═════ GIVEN RECORDS ═════
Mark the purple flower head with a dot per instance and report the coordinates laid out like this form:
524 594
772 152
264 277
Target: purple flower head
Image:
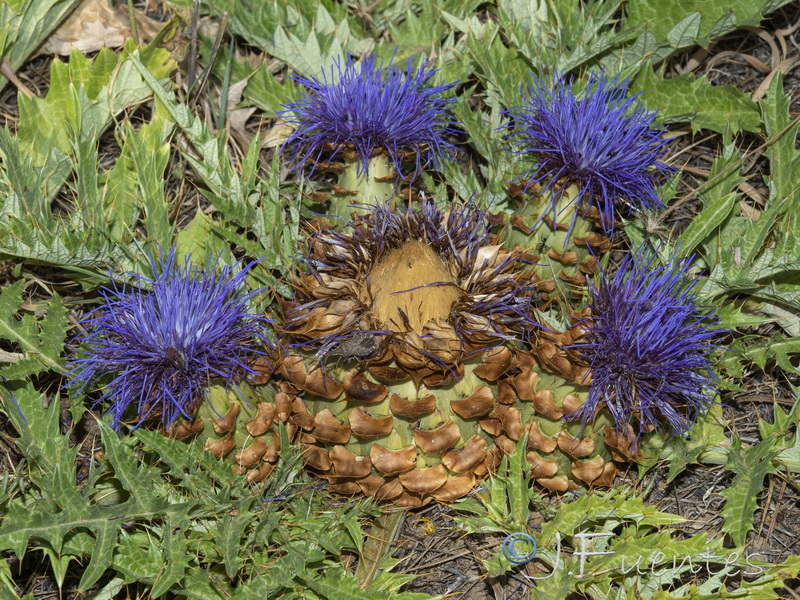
═════
Write out the whole listing above exactly; do not include the pictures.

Mark the purple flower head with a dot per instance and report the coordinates laid out like this form:
524 594
772 152
264 277
Target: purple flower head
Image:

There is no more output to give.